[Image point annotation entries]

(begin)

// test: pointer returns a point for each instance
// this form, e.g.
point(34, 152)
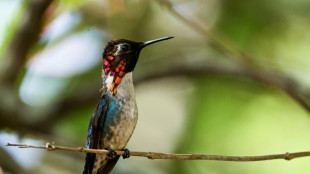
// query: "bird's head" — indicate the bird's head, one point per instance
point(120, 56)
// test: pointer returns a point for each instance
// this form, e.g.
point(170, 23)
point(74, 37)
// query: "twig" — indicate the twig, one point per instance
point(155, 155)
point(244, 60)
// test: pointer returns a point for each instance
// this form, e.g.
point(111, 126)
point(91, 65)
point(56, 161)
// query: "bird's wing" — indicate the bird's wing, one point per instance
point(95, 130)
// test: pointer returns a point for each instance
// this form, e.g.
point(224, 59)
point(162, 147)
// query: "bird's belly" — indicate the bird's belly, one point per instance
point(125, 123)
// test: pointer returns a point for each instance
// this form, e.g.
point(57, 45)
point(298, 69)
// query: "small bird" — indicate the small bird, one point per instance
point(116, 114)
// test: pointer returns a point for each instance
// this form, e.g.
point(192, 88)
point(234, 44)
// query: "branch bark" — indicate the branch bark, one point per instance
point(171, 156)
point(244, 59)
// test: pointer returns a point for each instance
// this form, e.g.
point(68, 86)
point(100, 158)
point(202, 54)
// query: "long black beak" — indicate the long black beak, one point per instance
point(144, 44)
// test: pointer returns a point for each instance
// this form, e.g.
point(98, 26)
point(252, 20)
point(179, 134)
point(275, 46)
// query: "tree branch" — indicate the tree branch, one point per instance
point(155, 155)
point(243, 59)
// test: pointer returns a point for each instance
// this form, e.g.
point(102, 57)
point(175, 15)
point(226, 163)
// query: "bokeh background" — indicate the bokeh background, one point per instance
point(234, 81)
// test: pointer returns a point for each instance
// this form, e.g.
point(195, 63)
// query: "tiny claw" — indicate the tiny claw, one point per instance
point(126, 153)
point(112, 154)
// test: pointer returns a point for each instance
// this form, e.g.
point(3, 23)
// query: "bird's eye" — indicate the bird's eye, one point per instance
point(124, 47)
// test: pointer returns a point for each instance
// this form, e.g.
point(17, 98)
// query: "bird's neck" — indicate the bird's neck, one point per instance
point(125, 89)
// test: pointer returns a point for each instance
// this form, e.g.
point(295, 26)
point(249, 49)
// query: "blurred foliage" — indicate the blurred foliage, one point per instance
point(195, 93)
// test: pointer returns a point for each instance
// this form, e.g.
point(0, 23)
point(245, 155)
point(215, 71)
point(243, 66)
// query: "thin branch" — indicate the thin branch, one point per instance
point(243, 59)
point(155, 155)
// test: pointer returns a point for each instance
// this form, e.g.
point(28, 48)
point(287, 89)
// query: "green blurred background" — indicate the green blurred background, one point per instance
point(233, 81)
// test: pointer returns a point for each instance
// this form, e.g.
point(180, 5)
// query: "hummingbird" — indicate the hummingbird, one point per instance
point(116, 114)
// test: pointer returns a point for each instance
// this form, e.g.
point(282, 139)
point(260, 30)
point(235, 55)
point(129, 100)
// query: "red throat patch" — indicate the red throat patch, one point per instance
point(118, 72)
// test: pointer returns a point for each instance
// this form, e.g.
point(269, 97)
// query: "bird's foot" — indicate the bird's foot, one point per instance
point(112, 154)
point(126, 153)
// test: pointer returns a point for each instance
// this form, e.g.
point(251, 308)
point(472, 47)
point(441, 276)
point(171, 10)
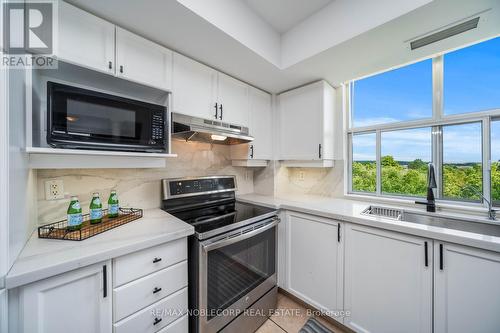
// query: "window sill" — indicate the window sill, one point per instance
point(476, 209)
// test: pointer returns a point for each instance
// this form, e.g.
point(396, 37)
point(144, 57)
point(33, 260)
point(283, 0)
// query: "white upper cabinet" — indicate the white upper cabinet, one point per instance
point(88, 41)
point(314, 251)
point(261, 120)
point(466, 279)
point(388, 281)
point(193, 88)
point(142, 61)
point(200, 91)
point(306, 118)
point(78, 301)
point(234, 105)
point(85, 39)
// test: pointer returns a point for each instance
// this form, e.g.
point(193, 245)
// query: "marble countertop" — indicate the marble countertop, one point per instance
point(350, 211)
point(42, 258)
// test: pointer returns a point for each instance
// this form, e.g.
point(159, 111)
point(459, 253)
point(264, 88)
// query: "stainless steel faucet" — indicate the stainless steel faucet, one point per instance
point(492, 213)
point(431, 185)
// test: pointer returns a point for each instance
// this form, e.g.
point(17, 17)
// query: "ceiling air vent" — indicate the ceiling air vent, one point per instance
point(443, 34)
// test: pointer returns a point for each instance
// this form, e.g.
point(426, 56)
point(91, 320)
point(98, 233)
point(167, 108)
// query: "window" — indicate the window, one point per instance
point(364, 168)
point(397, 127)
point(399, 95)
point(405, 156)
point(472, 78)
point(495, 162)
point(462, 162)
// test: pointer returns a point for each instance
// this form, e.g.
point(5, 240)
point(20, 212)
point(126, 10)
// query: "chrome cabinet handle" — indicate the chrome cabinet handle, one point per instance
point(104, 281)
point(441, 264)
point(426, 254)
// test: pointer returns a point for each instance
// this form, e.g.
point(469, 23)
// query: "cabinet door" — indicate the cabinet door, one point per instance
point(315, 261)
point(388, 286)
point(76, 301)
point(233, 96)
point(261, 120)
point(194, 86)
point(85, 39)
point(466, 290)
point(3, 311)
point(142, 61)
point(301, 123)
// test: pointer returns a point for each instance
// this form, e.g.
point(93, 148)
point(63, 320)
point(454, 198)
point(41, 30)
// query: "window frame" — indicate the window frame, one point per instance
point(436, 122)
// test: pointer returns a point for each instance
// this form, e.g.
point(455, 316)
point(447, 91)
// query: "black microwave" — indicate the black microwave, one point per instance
point(78, 118)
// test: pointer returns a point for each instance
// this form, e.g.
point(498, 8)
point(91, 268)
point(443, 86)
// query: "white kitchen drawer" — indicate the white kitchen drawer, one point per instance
point(142, 263)
point(167, 310)
point(181, 325)
point(138, 294)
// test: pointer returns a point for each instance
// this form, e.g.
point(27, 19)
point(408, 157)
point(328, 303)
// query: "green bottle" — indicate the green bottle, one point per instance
point(113, 206)
point(95, 209)
point(75, 218)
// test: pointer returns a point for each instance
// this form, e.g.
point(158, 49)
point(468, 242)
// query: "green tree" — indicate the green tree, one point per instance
point(417, 164)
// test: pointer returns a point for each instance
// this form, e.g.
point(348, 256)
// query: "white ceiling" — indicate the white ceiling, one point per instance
point(172, 24)
point(283, 15)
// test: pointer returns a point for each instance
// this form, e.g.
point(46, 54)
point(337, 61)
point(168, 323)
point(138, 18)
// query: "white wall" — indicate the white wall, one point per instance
point(21, 180)
point(338, 22)
point(236, 19)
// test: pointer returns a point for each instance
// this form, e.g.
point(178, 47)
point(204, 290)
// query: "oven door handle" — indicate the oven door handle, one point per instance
point(232, 240)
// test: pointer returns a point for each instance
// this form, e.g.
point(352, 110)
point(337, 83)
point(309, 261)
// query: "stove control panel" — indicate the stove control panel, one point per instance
point(197, 186)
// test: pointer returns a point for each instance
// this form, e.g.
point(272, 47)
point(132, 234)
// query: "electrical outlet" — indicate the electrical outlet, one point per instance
point(54, 189)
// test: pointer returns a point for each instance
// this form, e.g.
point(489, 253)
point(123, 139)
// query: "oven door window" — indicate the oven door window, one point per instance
point(236, 269)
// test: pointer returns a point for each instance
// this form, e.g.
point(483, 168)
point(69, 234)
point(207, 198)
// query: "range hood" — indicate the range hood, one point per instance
point(189, 128)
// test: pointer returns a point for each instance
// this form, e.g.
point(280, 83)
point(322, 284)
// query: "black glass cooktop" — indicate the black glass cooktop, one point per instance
point(222, 216)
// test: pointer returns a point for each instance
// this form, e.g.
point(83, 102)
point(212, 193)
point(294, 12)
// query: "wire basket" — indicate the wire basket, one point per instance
point(59, 230)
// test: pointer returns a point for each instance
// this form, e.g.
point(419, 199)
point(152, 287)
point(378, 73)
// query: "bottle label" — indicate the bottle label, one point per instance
point(113, 209)
point(75, 219)
point(96, 214)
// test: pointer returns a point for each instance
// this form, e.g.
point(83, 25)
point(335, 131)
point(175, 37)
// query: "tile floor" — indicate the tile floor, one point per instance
point(290, 317)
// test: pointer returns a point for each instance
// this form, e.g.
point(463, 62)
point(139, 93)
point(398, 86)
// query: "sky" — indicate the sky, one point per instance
point(471, 83)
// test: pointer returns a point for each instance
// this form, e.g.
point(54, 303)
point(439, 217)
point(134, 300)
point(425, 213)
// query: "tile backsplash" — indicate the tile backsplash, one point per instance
point(327, 182)
point(139, 188)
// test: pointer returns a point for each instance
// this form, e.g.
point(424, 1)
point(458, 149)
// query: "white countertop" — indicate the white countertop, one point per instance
point(350, 211)
point(42, 258)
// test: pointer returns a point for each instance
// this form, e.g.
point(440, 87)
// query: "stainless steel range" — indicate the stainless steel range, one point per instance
point(232, 256)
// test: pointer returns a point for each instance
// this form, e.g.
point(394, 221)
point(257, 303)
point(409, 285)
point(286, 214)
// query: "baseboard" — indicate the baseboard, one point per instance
point(312, 308)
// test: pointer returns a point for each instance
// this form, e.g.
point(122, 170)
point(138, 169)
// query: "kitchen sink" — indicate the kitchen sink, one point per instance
point(477, 227)
point(484, 228)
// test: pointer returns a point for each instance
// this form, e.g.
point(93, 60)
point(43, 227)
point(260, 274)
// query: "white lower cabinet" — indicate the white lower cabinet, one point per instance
point(145, 291)
point(78, 302)
point(150, 289)
point(388, 281)
point(466, 290)
point(314, 270)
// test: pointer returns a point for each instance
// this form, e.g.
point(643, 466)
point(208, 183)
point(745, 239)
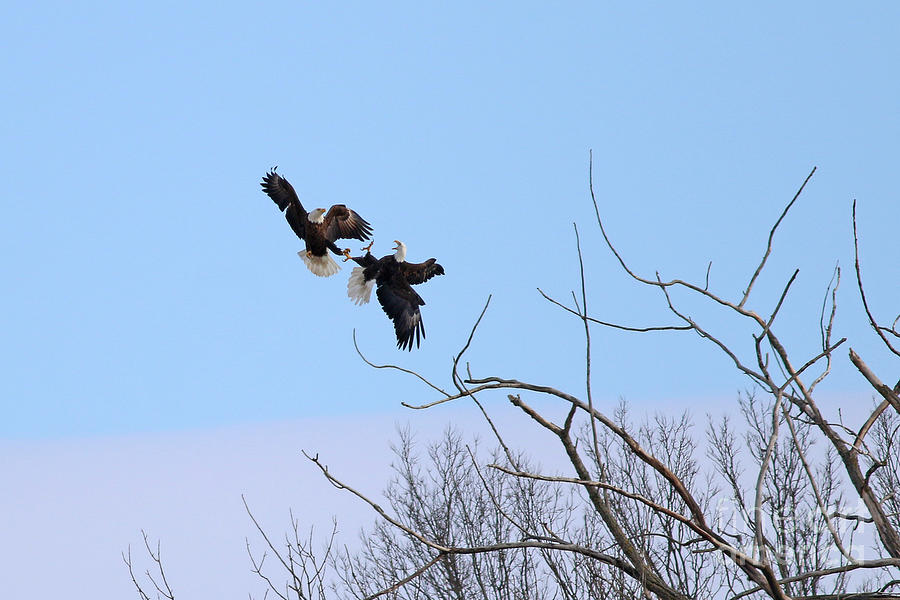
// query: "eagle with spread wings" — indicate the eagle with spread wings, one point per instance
point(318, 228)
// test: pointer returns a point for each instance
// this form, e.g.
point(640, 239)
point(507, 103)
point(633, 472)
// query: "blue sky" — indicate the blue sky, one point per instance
point(151, 288)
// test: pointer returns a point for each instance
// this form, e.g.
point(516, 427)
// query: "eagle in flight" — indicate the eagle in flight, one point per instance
point(318, 228)
point(394, 278)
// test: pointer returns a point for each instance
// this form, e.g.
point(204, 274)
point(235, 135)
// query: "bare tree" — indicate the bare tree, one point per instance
point(792, 494)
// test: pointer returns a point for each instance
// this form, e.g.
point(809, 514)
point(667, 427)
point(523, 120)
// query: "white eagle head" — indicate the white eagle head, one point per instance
point(317, 215)
point(400, 254)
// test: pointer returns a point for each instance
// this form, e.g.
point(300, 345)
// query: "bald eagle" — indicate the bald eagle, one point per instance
point(317, 228)
point(394, 278)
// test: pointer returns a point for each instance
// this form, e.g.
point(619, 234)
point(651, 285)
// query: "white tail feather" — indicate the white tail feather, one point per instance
point(358, 289)
point(323, 266)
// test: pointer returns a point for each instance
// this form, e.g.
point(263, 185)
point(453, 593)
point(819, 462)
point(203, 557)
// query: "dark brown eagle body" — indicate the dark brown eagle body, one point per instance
point(394, 278)
point(317, 228)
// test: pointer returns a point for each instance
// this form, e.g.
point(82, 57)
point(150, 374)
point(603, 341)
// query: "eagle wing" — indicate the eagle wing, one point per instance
point(282, 192)
point(401, 304)
point(421, 272)
point(344, 223)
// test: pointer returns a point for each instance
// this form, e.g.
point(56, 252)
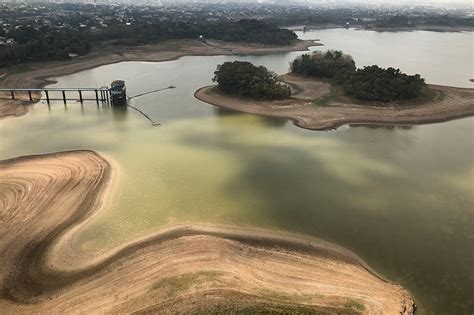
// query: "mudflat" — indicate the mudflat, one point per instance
point(45, 199)
point(311, 106)
point(34, 75)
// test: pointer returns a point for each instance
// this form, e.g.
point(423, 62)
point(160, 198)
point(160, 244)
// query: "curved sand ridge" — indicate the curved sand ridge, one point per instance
point(450, 103)
point(178, 269)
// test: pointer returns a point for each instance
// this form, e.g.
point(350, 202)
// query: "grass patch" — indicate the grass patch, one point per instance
point(183, 282)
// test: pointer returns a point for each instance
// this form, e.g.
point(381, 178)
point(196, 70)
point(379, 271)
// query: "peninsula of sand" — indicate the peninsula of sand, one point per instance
point(46, 199)
point(35, 75)
point(317, 105)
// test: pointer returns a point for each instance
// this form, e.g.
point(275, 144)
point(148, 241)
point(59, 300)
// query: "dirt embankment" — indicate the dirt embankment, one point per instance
point(445, 103)
point(179, 269)
point(34, 74)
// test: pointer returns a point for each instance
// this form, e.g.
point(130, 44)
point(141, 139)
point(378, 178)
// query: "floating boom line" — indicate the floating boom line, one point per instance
point(150, 92)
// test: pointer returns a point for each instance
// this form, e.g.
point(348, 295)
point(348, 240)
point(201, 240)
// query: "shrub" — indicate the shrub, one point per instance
point(245, 79)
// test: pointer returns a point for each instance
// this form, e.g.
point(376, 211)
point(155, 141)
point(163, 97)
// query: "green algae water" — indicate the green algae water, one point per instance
point(399, 197)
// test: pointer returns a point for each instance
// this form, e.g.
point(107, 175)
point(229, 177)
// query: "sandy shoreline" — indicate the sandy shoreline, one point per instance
point(36, 74)
point(177, 269)
point(450, 103)
point(427, 28)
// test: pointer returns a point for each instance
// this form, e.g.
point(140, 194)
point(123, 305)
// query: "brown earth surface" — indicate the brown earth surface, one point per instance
point(445, 103)
point(178, 269)
point(34, 75)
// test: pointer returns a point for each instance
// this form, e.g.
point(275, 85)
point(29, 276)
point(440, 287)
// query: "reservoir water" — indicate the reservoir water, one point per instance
point(402, 198)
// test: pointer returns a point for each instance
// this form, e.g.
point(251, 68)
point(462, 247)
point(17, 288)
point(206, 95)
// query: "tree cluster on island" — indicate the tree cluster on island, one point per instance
point(370, 83)
point(244, 79)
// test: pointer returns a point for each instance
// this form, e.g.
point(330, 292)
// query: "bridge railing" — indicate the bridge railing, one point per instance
point(101, 94)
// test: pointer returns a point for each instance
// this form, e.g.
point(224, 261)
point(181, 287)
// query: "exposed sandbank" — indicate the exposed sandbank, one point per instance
point(447, 103)
point(179, 269)
point(35, 75)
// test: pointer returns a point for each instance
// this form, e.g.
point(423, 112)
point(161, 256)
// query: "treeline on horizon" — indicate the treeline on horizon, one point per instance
point(370, 83)
point(341, 17)
point(47, 44)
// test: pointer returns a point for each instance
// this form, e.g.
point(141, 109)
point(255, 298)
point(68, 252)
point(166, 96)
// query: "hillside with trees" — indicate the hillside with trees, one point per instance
point(369, 83)
point(244, 79)
point(49, 44)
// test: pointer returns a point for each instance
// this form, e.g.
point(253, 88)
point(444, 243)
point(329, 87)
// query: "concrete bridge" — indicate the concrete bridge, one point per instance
point(102, 94)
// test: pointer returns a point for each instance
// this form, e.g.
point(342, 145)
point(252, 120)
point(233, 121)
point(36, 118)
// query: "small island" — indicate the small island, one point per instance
point(325, 90)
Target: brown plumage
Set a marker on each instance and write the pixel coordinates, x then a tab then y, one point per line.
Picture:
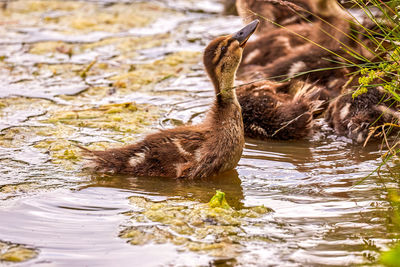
196	151
268	113
273	10
282	53
353	117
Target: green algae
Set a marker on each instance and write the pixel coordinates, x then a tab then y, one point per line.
20	187
215	229
157	71
122	117
16	252
218	200
85	17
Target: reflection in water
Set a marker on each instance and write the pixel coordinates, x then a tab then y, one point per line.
322	215
197	190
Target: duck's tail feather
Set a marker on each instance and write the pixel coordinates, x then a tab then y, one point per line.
310	93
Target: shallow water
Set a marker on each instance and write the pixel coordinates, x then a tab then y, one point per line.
322	215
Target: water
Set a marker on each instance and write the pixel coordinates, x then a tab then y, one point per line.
322	215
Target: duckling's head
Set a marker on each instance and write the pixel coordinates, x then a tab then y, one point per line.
222	58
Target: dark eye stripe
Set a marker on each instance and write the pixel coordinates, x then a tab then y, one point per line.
223	52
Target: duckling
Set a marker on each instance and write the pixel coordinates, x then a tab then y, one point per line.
270	114
353	117
193	151
274	11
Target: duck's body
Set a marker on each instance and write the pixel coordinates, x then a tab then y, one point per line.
198	151
282	53
268	113
353	117
186	152
274	11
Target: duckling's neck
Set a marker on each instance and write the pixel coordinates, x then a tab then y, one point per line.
225	89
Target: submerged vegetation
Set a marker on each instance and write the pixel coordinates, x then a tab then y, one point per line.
16	253
89	72
214	228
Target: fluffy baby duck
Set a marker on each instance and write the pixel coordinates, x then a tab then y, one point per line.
353	117
194	151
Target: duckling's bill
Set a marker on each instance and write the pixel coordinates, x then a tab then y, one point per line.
244	34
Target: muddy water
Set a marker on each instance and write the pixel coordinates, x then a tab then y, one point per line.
322	215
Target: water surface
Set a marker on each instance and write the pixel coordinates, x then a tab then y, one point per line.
322	215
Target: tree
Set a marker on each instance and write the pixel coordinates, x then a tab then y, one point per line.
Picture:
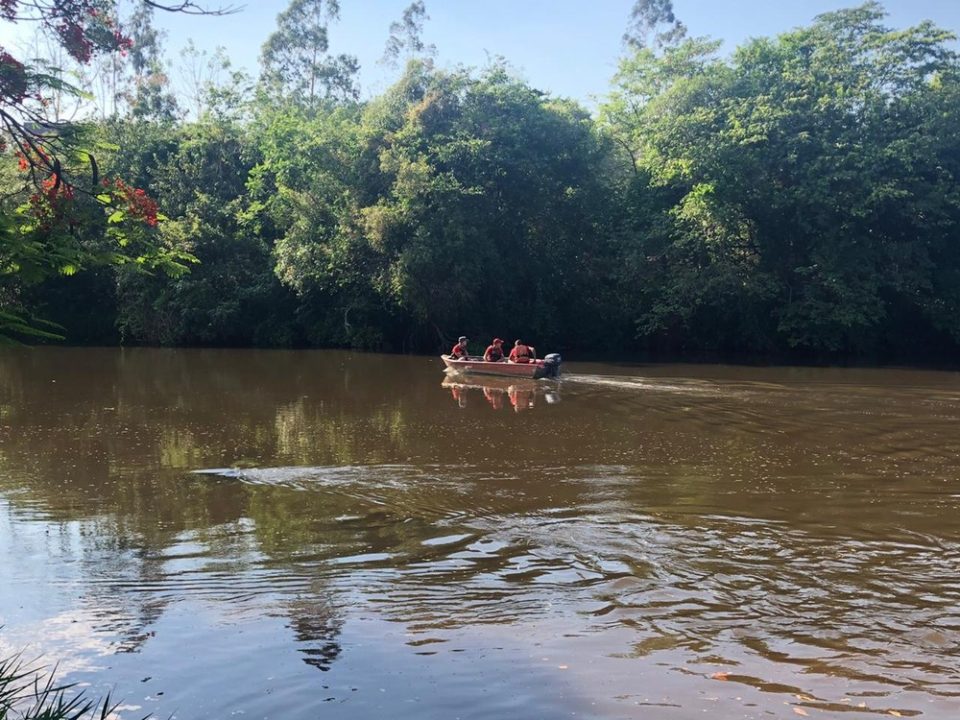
653	24
809	188
71	218
296	60
457	199
406	35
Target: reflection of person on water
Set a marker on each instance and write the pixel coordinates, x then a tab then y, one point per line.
494	396
523	353
494	351
520	398
459	351
459	395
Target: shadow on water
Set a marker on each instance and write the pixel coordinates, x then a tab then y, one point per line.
691	540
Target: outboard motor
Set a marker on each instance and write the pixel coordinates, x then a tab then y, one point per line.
551	365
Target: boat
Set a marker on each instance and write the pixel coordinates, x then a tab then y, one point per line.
548	367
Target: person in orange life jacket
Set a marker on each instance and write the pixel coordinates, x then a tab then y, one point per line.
494	352
522	353
459	351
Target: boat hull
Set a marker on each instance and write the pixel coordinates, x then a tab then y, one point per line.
535	370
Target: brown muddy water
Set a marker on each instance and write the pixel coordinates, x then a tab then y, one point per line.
217	534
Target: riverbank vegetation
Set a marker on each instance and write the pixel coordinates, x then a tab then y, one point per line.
31	693
796	198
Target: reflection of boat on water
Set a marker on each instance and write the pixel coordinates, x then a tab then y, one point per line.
548	367
520	393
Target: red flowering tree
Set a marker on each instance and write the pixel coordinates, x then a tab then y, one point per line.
71	218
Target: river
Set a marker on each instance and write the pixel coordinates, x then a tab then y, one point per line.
303	534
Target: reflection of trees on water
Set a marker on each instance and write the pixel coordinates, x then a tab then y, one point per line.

(end)

--- Written request ---
Reproduce the material verbatim, starting at its first line and ending at the line that contains "point(95, 130)", with both ends included. Omit the pictures from your reproduction.

--- Correct response ---
// test: pointer returns a point for each instance
// this form, e.g.
point(34, 152)
// query: "bird's head" — indicate the bird's head, one point per instance
point(120, 56)
// test: pointer returns a point for each instance
// this form, e.g.
point(170, 23)
point(74, 37)
// query: "twig" — indicate the twig, one point per instance
point(155, 155)
point(244, 60)
// test: pointer returns a point for each instance
// this form, e.g.
point(111, 126)
point(91, 65)
point(56, 161)
// query: "bird's wing" — indicate the bird's wing, one point per instance
point(95, 130)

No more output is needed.